# [Required work]
Repeat every line exactly, keeping the pictures out of the copy.

* begin Data for this task *

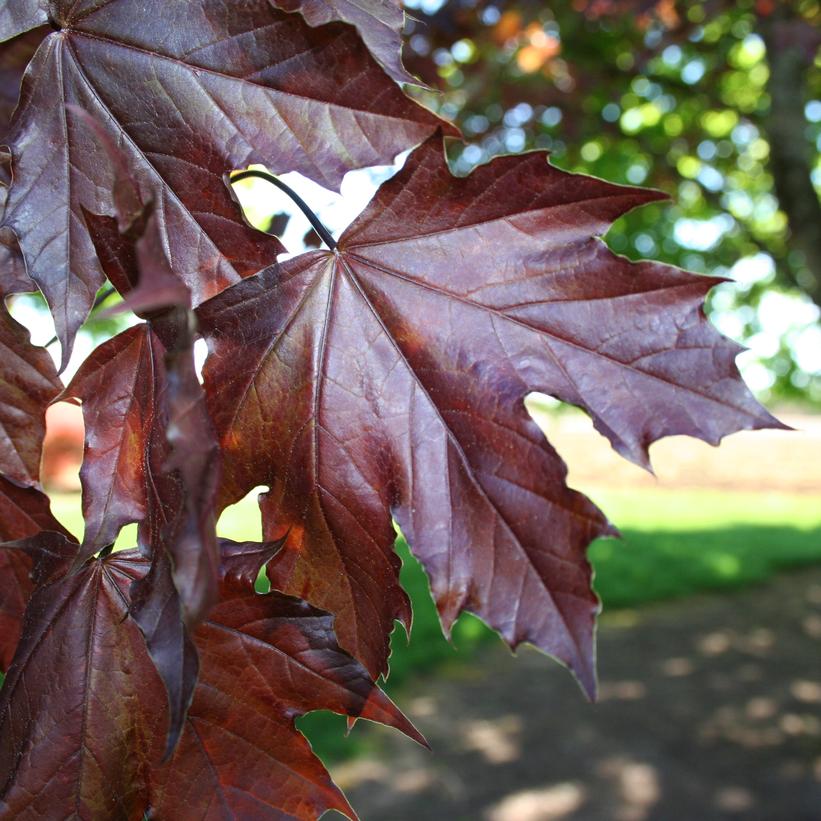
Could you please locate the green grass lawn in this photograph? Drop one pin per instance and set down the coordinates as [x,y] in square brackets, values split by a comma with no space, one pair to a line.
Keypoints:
[674,543]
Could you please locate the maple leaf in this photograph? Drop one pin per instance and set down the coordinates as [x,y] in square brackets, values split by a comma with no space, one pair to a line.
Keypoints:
[388,378]
[276,657]
[15,55]
[225,85]
[379,23]
[20,16]
[93,747]
[150,458]
[24,511]
[28,382]
[82,748]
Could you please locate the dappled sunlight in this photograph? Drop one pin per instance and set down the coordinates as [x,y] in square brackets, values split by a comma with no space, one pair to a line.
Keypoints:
[497,741]
[557,801]
[769,461]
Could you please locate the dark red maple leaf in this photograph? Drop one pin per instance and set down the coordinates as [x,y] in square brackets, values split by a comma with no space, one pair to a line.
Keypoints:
[220,85]
[92,747]
[150,457]
[28,382]
[379,23]
[23,512]
[151,454]
[83,747]
[20,16]
[387,379]
[15,55]
[276,657]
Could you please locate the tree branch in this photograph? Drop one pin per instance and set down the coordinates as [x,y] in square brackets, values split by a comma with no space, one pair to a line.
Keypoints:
[789,51]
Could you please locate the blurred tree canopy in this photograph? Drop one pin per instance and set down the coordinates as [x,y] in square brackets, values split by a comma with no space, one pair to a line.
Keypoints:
[717,103]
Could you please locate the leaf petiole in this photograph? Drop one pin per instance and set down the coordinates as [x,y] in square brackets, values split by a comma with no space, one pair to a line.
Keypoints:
[323,232]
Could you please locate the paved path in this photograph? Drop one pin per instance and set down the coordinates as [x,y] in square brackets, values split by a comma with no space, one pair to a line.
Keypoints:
[710,709]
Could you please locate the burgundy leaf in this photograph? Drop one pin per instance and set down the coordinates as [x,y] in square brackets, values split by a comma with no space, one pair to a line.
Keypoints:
[379,23]
[265,660]
[388,380]
[28,382]
[157,609]
[118,386]
[13,276]
[131,406]
[14,57]
[19,16]
[23,512]
[224,85]
[81,747]
[180,525]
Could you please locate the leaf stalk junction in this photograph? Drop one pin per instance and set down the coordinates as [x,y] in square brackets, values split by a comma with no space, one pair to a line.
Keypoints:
[323,232]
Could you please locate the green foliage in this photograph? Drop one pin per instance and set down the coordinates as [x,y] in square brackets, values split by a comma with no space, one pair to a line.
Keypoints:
[678,105]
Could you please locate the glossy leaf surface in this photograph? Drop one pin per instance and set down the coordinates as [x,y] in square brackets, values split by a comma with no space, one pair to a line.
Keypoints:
[379,23]
[389,380]
[28,382]
[91,748]
[23,512]
[277,658]
[83,747]
[223,85]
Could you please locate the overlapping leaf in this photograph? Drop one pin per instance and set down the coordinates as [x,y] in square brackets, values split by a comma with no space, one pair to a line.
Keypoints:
[83,746]
[14,57]
[23,512]
[379,23]
[28,382]
[91,746]
[20,16]
[266,660]
[388,380]
[151,457]
[221,85]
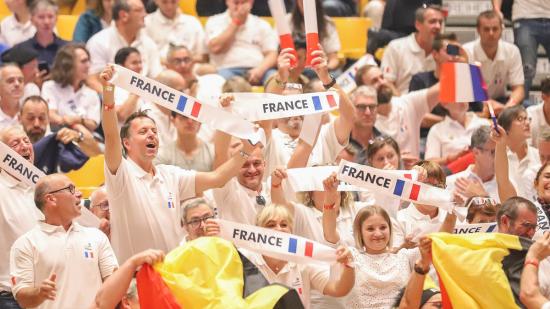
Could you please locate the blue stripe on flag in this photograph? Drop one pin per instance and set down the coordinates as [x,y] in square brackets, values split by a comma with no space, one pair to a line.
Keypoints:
[399,185]
[479,93]
[317,103]
[181,103]
[292,244]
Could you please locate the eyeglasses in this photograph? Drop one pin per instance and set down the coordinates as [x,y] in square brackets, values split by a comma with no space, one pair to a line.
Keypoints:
[71,188]
[195,223]
[102,206]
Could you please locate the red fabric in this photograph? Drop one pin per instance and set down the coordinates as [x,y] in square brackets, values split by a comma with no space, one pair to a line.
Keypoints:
[153,292]
[461,163]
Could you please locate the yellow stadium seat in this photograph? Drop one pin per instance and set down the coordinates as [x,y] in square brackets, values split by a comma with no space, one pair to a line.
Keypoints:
[353,35]
[90,176]
[65,26]
[189,7]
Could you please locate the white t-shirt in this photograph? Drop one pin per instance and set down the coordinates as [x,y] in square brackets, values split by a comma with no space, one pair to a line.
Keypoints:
[449,136]
[183,30]
[403,122]
[301,277]
[538,123]
[145,212]
[252,40]
[104,45]
[18,215]
[80,257]
[13,32]
[84,102]
[402,59]
[506,69]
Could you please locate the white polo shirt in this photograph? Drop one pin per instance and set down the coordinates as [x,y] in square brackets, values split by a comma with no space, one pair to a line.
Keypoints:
[183,30]
[489,186]
[538,123]
[410,218]
[18,215]
[81,258]
[301,277]
[523,173]
[104,45]
[238,203]
[252,40]
[506,69]
[402,59]
[403,122]
[13,32]
[84,102]
[145,212]
[449,136]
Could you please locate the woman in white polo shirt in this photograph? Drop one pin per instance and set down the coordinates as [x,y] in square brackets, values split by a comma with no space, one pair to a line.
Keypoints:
[71,102]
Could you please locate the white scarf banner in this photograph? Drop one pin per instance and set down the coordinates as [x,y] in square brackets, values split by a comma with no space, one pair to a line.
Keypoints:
[311,178]
[276,244]
[266,106]
[346,80]
[393,185]
[215,117]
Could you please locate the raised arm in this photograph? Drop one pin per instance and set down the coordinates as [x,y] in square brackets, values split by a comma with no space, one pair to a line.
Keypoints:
[113,146]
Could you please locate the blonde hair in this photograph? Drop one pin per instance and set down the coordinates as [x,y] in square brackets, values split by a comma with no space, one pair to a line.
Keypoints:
[273,211]
[363,215]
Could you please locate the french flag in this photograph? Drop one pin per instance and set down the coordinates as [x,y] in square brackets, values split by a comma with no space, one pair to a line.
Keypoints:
[461,82]
[195,107]
[408,191]
[329,102]
[293,247]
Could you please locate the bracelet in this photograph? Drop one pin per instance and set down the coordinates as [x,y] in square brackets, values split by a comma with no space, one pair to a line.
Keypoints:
[533,262]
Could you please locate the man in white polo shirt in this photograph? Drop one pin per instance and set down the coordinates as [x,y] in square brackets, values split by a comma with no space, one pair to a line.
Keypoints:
[18,214]
[11,91]
[144,198]
[500,61]
[167,25]
[50,264]
[412,54]
[128,16]
[240,43]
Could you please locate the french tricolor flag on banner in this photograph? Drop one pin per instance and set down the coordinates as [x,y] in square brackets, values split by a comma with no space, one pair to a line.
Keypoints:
[193,107]
[294,246]
[323,102]
[407,190]
[461,82]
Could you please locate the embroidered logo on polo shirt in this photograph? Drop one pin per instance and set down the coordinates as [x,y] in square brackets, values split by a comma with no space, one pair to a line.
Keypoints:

* end Data for this task *

# [The output]
Could you please locate the green grass lawn in this photograph? Drop one pin per instance and set down the coordinates as [x,y] in square brackets, values split by a comma with no space, one pair to a line.
Keypoints:
[674,543]
Could you please locate the maple leaf in this photograph? Drop one pin per instance and set down the coordinates as [x,y] in square brackets, values split by a comma with no space, one pair to a line.
Keypoints:
[388,378]
[276,657]
[15,55]
[225,85]
[379,23]
[20,16]
[93,747]
[150,458]
[24,511]
[28,382]
[82,748]
Could you please locate the dappled sunlight in this photograph? Drop one pin per instance and set down the coordinates as [x,y] in square brackets, values split by a comma with no space, one pair to a line.
Keypoints:
[497,741]
[557,801]
[769,461]
Could you please locate the dark red maple leaf in this photograph? Drop one pin per instance and set down the coordinates as [x,y] in square brackets, values split by a comma with no space, one pair to a line.
Keypoints:
[220,85]
[92,747]
[150,457]
[28,382]
[379,23]
[23,512]
[151,454]
[83,747]
[20,16]
[387,379]
[15,55]
[276,657]
Could you please locate the tree branch in this photograph? Drop one pin per instance and set down the coordinates as [x,y] in square brackets, values split by a comma with no space, one pair to a line.
Keypoints:
[789,51]
Could you please locate the blurred tree canopy in this photograph? Drop one pin per instance and set down the coordinates as [x,y] in square brackets, values split by a comma with no space, one pair to a line.
Keypoints:
[717,103]
Could you please locate the leaf petiole in this photograph? Drop one pin per instance and set down the coordinates as [x,y] in square brackets, values split by a comma with no space, one pair to a line.
Keypoints:
[323,232]
Could you please locate the paved path in this photograph? Drop one pin per instance and set down the coordinates as [x,y] in square brackets, values split by a comma with no space, one pair to a line.
Keypoints:
[710,709]
Could you please locate the burgundy leaf in this photograph? Drop one pin per instance and set down the coordinates as [x,y] in square brackets, values split by a comma with no space, one pair to a line.
Keypoints:
[379,23]
[265,660]
[388,380]
[28,382]
[157,609]
[118,386]
[13,276]
[131,406]
[14,57]
[19,16]
[23,512]
[224,85]
[81,747]
[180,525]
Could you please locate the leaf stalk junction in this photograph? Drop one pin per instance and set down the coordinates as [x,y] in square brackets, values split by a comma with no space, one pair to a line.
Keypoints:
[323,232]
Could you please locate the green foliage in this photograph? Drop one pin per instance and set down the coordinates as [x,y] in square brackets, values split by a comma with no space, one pair to a line.
Keypoints:
[678,105]
Could you please locate the glossy leaf surface in this photograph? Drop one pin per instance and set down the coordinates as [x,y] in square brackets, values split by a comma with no space, one pair to a line.
Keypoints:
[379,23]
[389,380]
[28,382]
[91,748]
[23,512]
[277,658]
[83,747]
[223,85]
Could you please locate the overlapping leaf in this photograph? Drop one pin per instance and set down the coordinates as [x,y] in square brackets, values split by a comma with no space, one pair to a line.
Keypoints:
[83,746]
[14,57]
[23,512]
[379,23]
[28,382]
[91,746]
[20,16]
[266,660]
[388,380]
[151,457]
[221,85]
Could you please locate the blue stripe on flag in this photograph? Drop one pin per instance and set down the coordinates as [x,y] in square brackets, values split by a comma with no space, one pair to a line.
Keypoints:
[399,185]
[479,93]
[317,103]
[181,103]
[292,244]
Could you please locate the eyeglasses in this photograph? Drop one pin per instance and set down the coordinates as [x,y] in square brackets, values split by a comma with no space, one pair to a line.
Keypoints:
[71,188]
[195,223]
[102,206]
Could you please locate the red fabric in this photograph? Drop one pin per instance and set down the coordinates as [x,y] in square brackets, values split by a comma with no space, one pair to a line.
Keypoints:
[153,292]
[461,163]
Could you please locate the yellow stadium seat in this photograph? Drop one pin per instance and set down the coordinates as [x,y] in square brackets, values split by a comma with no space, one pair to a line.
Keypoints:
[353,35]
[90,176]
[65,26]
[189,7]
Could you please locate the white t-shirt in this photograph? Drop one pin per instance and set down the coordinates as [x,y] in square brackets, values split by a comma with no space, one pair to a line.
Keypoints:
[449,136]
[183,30]
[403,122]
[301,277]
[538,123]
[145,212]
[252,40]
[104,45]
[18,215]
[80,257]
[13,32]
[84,102]
[402,59]
[506,69]
Could you please locate the white polo shirt in this photograph? Drop one pin per instance and set down the coordinates as [x,y] in square brackets, values split by a comma with no space, one pair to a line.
Keypoints:
[183,30]
[489,186]
[538,123]
[410,218]
[18,215]
[81,258]
[301,277]
[523,173]
[104,45]
[238,203]
[252,40]
[506,69]
[402,59]
[403,122]
[13,32]
[84,102]
[145,212]
[449,136]
Could you please locate the woman in white polo shirt in this photograph? Drop one pin per instance and set down the coordinates as [x,y] in square brackets, values split by a comma with no space, one pair to a line.
Keypoints:
[71,102]
Could you please locate the white scarf banner in this photograph? Drop one pin per instance and set down the coordinates as [x,y] in square brackets, values split by a comma with no space, one pair to a line.
Keypoints:
[311,178]
[276,244]
[266,106]
[346,80]
[393,185]
[215,117]
Could you please locate the raised arm in this photograph? Drop one pin per instance and set down the coordinates as [x,y] in square brackets, values split by a comma with no space, one pair to a line.
Keypoints:
[113,146]
Could you please locate the blonde hair in this photograph? Drop one pin per instance and set down the coordinates as [x,y] in square brackets, values split by a comma with no space, one pair to a line.
Keypoints:
[273,211]
[363,215]
Could you please locate the french flag in this photograph? Drop one pin per instance and set down the coordinates as [x,y] in square brackets, values split by a comma with no space, one pair to a line.
Keypoints:
[461,82]
[195,107]
[408,191]
[329,102]
[293,247]
Could you please locate the bracelet in this photograph? Drop one pin per instance and set down the coordinates as [x,y] in square brackets, values split by a comma with no space, one pair to a line.
Keypoints:
[533,262]
Could you please locate the man in white polo shirt in this photograph? Drop one pin per instance and set down the coordinates as [x,y] in square brackets, values split by a comma with no space, one pair to a line.
Keypoints:
[18,214]
[11,91]
[144,198]
[500,61]
[167,25]
[50,264]
[412,54]
[128,16]
[240,43]
Could you please locate the french tricolor flag on banner in this photograph? Drop one pin per instance and set down the coordinates as [x,y] in square brackets, values split by a comma with no space, one pair to a line.
Keypoints:
[193,107]
[294,246]
[323,102]
[407,190]
[461,82]
Could you please locate the embroidered logo on polo shirt in this photograph? Drop one pin per instance and set down the coordinates as [x,y] in square brackets, values split by a comma with no space, one pair to a line.
Keypoints:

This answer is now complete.